:: EXERCISE TASK ::
Rewrite the stretch from the line containing "Objective — locate every instance of the scooter front fender" through the end of the entries below, requests included, adjusting every answer coordinate by -17. Leave the requests and their format samples unchanged.

Start of THE INPUT

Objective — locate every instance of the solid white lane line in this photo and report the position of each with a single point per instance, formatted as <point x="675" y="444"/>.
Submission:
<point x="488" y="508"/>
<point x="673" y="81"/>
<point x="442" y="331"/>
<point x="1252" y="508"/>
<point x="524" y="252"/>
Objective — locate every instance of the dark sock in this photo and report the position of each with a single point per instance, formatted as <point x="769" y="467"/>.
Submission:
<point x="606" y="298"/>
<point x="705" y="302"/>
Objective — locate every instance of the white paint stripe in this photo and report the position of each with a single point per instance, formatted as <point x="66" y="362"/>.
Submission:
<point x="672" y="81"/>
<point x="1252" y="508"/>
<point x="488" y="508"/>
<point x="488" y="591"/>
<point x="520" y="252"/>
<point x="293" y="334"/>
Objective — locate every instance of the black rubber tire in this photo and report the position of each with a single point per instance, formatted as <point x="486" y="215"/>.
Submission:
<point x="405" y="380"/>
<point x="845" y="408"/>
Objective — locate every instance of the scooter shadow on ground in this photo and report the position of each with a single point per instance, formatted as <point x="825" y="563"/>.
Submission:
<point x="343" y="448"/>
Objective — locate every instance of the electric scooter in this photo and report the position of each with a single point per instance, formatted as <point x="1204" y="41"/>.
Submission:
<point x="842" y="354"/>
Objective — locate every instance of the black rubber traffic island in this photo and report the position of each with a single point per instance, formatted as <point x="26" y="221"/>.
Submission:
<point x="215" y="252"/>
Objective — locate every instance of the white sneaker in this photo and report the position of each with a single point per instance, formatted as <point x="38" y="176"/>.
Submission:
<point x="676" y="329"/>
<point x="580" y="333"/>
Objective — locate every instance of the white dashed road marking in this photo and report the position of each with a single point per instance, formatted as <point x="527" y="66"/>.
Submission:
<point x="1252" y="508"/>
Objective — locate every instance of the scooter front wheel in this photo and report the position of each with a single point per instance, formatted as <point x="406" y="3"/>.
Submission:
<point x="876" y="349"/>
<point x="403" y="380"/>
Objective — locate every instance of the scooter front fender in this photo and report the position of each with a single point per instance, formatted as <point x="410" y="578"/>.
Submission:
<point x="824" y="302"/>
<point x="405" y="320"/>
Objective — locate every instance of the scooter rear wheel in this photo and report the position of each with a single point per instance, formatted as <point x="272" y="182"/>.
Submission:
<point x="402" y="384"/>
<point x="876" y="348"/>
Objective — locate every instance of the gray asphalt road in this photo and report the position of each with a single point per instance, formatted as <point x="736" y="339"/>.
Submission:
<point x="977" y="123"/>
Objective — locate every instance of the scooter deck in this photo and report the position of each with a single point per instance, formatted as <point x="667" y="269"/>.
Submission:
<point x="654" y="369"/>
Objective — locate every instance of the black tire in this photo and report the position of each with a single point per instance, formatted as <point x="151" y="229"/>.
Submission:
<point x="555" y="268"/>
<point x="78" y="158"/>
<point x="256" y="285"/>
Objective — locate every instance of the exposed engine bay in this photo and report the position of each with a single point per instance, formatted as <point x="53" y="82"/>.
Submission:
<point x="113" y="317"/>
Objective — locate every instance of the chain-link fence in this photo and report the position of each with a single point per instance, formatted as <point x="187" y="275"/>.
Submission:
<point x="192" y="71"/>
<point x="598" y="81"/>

End of THE INPUT

:: SOLUTION BELOW ::
Objective — locate every instance of the scooter front fender in this photo and report the position of each with a single point per instance, formatted as <point x="410" y="578"/>.
Submission:
<point x="807" y="285"/>
<point x="388" y="303"/>
Objective — locate every instance of the scooter rear wheel in this photo and report the position of each with a single point per instance, formatted as <point x="272" y="182"/>.
Submission:
<point x="385" y="367"/>
<point x="859" y="331"/>
Objective — locate every instance of the gray asphalt road in this photo and report the position of each with a single point per instance, formatted as <point x="736" y="339"/>.
Submission:
<point x="960" y="106"/>
Objective — locate every instance of the scooter deck in this photo and report the position of each with a single point per instance, formatted as <point x="667" y="269"/>.
Submission:
<point x="637" y="352"/>
Objective — locate every instance of the black tire in this photo and report the position of each with a single point per instance, formatted as <point x="151" y="229"/>.
Submission:
<point x="538" y="251"/>
<point x="61" y="141"/>
<point x="239" y="268"/>
Objective — locate every instance of the exposed engine bay in this photo and report the position of each with a single point per instance, formatted as <point x="53" y="82"/>.
Submission:
<point x="96" y="300"/>
Objective — locate every instance of the chain-link fence in this photo and report the position of each with a single point per instance, formatted as <point x="187" y="275"/>.
Submission:
<point x="175" y="54"/>
<point x="581" y="64"/>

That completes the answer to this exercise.